WHAT THE TASK ASKS:
How many lines of the material below contain the string "light"? Reply with the number alone.
** begin **
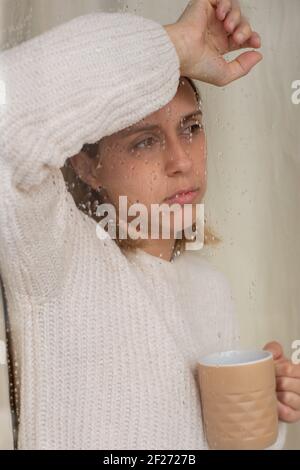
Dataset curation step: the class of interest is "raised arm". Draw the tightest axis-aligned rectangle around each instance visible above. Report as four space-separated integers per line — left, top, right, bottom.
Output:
0 12 180 302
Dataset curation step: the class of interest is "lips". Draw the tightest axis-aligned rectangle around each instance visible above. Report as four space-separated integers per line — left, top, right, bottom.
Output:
164 187 200 204
164 187 200 201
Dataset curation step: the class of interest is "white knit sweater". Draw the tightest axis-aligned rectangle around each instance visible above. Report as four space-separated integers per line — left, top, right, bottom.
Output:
0 12 285 449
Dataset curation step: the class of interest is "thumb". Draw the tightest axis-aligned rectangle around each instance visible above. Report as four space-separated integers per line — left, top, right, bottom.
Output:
223 51 263 85
263 341 284 361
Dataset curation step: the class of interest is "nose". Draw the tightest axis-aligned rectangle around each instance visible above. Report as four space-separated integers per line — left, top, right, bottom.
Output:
165 139 193 176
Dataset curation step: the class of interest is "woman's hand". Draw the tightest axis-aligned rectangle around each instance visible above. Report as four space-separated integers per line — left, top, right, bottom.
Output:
164 0 263 86
263 341 300 423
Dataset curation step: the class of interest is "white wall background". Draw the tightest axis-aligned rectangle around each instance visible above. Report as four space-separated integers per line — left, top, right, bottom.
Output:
0 0 300 449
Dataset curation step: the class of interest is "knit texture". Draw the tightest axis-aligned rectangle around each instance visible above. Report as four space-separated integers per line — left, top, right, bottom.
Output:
0 12 285 449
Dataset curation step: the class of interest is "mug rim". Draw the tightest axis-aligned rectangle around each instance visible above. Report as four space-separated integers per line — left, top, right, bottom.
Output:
197 349 273 367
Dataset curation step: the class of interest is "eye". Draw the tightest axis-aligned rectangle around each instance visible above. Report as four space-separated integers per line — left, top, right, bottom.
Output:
132 137 155 149
185 122 204 135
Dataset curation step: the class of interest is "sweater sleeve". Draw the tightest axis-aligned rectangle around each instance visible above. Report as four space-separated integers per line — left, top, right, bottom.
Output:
0 12 180 300
218 273 287 450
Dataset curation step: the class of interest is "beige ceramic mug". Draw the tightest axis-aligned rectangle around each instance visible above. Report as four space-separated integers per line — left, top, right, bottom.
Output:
197 350 278 450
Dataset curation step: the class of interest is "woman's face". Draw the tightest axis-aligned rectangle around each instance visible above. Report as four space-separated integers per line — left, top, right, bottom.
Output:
73 80 206 237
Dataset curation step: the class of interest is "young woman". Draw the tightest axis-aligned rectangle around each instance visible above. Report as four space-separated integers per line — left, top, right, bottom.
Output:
0 0 300 449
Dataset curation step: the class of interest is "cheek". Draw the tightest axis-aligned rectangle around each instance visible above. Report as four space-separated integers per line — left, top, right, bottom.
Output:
101 157 161 206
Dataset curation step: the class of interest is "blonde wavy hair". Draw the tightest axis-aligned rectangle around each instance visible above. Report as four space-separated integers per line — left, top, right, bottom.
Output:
61 77 222 258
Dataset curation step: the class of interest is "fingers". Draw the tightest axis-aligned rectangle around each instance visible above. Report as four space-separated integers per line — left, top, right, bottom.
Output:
277 392 300 411
218 51 263 86
277 401 300 423
276 377 300 395
275 361 300 380
215 0 238 21
263 341 284 361
216 0 261 51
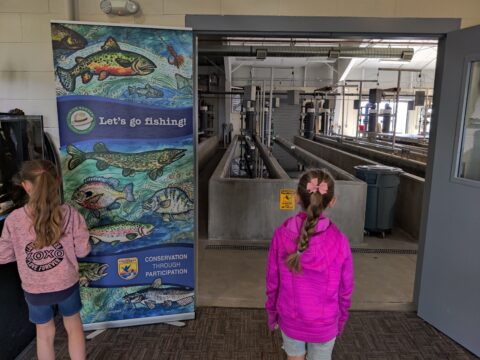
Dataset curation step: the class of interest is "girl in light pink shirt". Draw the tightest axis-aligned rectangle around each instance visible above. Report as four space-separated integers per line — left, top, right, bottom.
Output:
0 160 90 360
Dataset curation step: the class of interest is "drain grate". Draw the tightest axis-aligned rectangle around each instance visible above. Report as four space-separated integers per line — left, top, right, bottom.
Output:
205 245 417 255
205 245 269 251
352 248 417 255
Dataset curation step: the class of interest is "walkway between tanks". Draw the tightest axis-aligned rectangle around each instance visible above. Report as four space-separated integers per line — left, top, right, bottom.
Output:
198 230 417 311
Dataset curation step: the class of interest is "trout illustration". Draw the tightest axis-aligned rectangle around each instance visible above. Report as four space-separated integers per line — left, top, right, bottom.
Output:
52 24 87 50
78 262 108 286
67 143 186 180
123 279 195 310
89 221 155 245
56 37 157 92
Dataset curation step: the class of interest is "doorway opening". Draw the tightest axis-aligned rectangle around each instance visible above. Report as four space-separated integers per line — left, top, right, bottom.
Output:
197 31 438 310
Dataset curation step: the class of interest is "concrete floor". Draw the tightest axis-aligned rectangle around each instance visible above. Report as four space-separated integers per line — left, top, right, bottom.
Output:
197 231 417 311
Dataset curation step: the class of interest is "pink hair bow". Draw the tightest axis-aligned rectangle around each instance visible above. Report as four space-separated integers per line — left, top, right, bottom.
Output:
307 178 328 195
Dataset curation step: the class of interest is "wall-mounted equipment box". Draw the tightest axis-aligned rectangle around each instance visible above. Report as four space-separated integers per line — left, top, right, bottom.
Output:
415 91 425 106
287 90 303 105
243 85 257 101
368 89 383 104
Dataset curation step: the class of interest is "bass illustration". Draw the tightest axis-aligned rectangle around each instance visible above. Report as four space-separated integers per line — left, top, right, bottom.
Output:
72 176 135 217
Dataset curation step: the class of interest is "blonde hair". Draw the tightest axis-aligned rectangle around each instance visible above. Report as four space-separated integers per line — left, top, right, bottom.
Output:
18 160 63 249
287 169 334 273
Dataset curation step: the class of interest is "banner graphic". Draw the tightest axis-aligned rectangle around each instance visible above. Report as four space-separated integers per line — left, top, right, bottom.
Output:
51 22 195 329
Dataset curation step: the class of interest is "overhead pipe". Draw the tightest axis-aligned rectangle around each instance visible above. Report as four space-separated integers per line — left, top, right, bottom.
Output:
275 136 351 180
198 45 414 60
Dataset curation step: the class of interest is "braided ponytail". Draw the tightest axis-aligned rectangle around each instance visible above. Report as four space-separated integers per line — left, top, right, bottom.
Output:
287 170 334 273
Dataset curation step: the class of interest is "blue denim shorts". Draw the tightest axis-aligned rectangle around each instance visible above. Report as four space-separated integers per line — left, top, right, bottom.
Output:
282 331 336 360
27 286 82 324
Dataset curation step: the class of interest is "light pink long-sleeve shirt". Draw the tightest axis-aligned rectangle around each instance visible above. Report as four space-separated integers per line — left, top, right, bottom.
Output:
0 205 91 294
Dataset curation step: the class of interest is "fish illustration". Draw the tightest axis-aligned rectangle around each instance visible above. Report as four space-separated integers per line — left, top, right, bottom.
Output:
167 45 185 69
89 221 155 245
52 24 87 50
78 262 108 286
123 279 195 310
128 84 163 98
175 74 193 95
67 143 186 180
56 37 157 91
72 176 135 217
160 37 185 69
143 187 193 221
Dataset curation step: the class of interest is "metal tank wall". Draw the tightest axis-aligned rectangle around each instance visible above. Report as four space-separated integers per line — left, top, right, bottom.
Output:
294 136 425 241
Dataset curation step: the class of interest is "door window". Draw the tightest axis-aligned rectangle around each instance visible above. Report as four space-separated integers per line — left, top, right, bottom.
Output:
457 61 480 181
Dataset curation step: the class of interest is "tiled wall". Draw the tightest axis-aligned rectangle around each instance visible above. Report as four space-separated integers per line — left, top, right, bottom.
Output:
0 0 480 148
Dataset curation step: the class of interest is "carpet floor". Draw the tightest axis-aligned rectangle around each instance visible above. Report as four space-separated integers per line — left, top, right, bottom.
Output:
17 307 479 360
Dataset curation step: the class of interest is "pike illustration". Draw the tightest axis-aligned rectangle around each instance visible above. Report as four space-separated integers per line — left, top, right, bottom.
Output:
52 24 87 50
123 279 195 310
56 37 157 92
89 221 155 245
143 187 194 221
67 143 186 180
160 37 185 69
72 176 135 217
78 262 108 286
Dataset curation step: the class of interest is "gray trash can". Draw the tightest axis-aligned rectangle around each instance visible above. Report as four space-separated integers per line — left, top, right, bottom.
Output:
355 165 403 236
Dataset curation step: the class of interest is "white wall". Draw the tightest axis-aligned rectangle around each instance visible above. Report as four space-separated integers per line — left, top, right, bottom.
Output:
232 65 333 92
0 0 480 148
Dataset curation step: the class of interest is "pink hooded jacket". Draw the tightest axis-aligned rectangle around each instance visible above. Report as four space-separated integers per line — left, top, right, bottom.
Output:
265 212 353 343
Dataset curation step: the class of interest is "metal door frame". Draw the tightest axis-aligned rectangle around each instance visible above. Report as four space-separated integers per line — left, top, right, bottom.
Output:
185 15 461 307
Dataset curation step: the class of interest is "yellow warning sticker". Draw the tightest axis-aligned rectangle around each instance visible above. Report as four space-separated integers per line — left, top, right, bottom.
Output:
280 189 295 210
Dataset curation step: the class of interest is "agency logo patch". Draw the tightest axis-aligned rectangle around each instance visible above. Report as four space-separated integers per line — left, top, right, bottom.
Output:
66 106 96 134
117 258 138 280
25 243 65 272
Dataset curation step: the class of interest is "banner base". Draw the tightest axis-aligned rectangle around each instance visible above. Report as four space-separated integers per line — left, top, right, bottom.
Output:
83 312 195 331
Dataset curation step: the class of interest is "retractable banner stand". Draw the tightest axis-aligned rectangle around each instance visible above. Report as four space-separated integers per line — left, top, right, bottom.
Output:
51 22 195 330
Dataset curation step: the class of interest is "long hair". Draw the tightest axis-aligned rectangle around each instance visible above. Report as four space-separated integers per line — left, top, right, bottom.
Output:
17 160 63 249
287 169 334 273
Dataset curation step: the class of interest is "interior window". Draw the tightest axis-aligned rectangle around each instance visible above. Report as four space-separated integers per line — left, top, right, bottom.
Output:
458 61 480 181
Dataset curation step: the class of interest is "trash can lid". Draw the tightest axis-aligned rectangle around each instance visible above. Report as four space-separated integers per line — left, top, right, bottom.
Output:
354 165 403 174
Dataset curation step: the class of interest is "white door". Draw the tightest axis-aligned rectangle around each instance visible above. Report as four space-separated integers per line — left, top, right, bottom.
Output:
418 26 480 355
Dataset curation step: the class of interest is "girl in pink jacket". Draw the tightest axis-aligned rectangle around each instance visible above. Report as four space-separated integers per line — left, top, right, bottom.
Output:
265 170 353 360
0 160 90 360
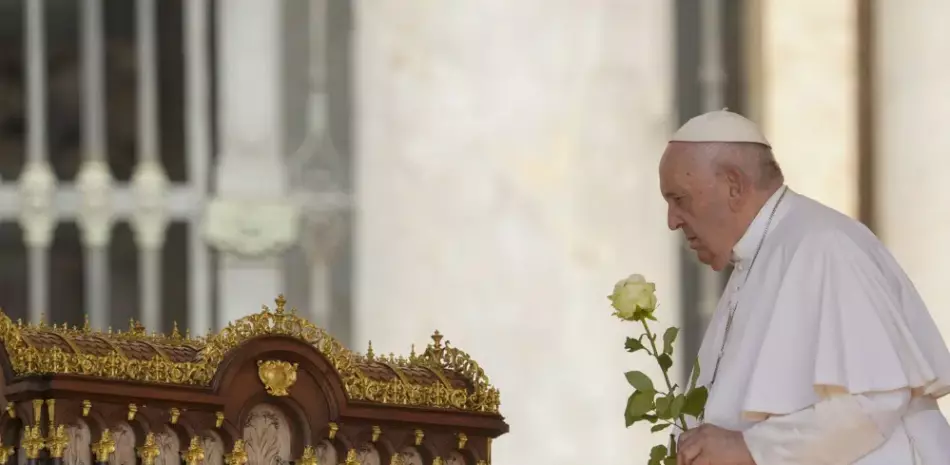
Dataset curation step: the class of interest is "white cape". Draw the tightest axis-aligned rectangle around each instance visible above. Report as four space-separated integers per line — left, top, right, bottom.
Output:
699 191 950 464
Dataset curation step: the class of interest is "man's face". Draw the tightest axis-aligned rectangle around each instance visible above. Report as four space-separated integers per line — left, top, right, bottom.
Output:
660 142 738 271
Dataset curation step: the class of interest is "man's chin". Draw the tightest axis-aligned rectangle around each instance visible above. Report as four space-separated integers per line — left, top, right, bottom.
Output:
696 250 725 271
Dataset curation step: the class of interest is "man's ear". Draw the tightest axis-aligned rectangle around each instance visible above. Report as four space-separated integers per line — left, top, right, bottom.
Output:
720 164 749 211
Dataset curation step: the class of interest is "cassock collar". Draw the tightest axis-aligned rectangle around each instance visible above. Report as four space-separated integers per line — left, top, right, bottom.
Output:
732 184 788 271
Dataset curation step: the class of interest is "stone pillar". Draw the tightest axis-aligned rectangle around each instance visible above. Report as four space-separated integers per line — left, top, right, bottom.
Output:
750 0 863 216
874 0 950 411
205 0 298 325
355 0 679 465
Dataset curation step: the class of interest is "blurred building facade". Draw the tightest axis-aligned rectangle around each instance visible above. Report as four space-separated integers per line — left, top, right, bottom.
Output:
0 0 950 465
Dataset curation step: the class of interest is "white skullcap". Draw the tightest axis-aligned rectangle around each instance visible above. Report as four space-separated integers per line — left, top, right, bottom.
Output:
670 108 772 147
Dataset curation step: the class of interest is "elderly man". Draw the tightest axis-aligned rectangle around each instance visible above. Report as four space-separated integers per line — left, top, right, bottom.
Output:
660 110 950 465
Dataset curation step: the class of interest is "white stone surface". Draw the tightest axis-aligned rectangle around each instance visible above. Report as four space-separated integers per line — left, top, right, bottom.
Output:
355 0 679 465
874 0 950 413
759 0 858 216
214 0 288 326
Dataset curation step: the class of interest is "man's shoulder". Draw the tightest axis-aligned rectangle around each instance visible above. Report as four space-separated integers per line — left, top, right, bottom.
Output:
779 195 884 255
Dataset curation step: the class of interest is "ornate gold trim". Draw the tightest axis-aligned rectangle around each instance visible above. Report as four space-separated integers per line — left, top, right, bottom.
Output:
257 360 299 397
0 296 500 413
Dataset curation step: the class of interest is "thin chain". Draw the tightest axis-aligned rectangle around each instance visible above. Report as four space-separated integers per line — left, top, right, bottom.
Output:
709 187 788 391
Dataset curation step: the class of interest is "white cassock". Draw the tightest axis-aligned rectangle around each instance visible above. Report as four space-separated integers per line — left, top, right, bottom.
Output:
699 187 950 465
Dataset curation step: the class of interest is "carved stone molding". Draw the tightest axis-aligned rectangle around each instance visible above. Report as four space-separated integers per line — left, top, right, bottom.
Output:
205 198 300 258
132 160 168 248
18 161 56 247
76 160 112 247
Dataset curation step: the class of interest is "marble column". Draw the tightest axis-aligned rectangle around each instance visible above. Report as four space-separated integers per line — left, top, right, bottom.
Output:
206 0 298 325
874 0 950 412
355 0 679 465
750 0 858 217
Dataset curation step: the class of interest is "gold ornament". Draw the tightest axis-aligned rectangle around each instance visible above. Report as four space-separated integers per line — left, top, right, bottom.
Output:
0 296 500 413
46 425 69 458
224 439 247 465
297 446 320 465
21 425 46 459
257 360 298 397
0 445 14 465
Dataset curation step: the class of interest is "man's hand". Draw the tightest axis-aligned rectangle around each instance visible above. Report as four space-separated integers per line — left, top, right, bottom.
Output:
676 424 755 465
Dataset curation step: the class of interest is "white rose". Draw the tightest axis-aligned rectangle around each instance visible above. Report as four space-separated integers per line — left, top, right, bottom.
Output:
609 274 656 321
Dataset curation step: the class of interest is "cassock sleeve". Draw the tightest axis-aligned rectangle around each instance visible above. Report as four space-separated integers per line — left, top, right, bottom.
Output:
743 389 911 465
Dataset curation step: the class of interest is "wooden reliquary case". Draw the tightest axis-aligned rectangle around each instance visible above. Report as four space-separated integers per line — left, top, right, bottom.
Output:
0 297 508 465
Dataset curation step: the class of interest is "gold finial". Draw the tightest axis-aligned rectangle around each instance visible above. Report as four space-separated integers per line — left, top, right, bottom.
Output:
366 341 376 361
92 428 115 463
46 425 69 459
46 399 56 426
0 445 13 465
129 318 147 336
138 433 162 465
181 436 205 465
33 399 43 425
21 425 46 459
297 446 319 465
224 439 247 465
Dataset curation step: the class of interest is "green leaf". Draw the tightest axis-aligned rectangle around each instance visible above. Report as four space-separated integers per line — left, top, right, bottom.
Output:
683 386 709 417
670 394 686 418
689 357 699 391
624 391 653 427
663 327 680 355
623 393 640 428
650 444 666 460
650 423 671 433
623 337 646 353
656 396 673 420
624 371 656 392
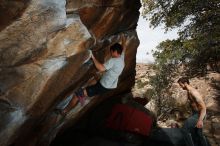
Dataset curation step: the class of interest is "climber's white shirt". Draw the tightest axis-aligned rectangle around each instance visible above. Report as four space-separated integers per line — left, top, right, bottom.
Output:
100 52 125 89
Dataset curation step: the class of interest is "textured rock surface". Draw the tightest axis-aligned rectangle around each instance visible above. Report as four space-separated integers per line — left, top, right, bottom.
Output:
0 0 140 146
132 64 220 146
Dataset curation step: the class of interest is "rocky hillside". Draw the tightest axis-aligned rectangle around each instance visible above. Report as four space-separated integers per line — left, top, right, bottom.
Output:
132 64 220 146
0 0 141 146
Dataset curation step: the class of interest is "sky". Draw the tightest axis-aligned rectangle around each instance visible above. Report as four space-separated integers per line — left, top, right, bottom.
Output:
136 15 177 63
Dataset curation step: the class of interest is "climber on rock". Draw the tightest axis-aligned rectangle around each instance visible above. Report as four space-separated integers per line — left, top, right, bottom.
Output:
56 35 125 115
178 77 207 146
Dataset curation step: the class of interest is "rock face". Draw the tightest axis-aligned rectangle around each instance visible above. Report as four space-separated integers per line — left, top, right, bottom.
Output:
** end **
RESULT FOR THIS TASK:
2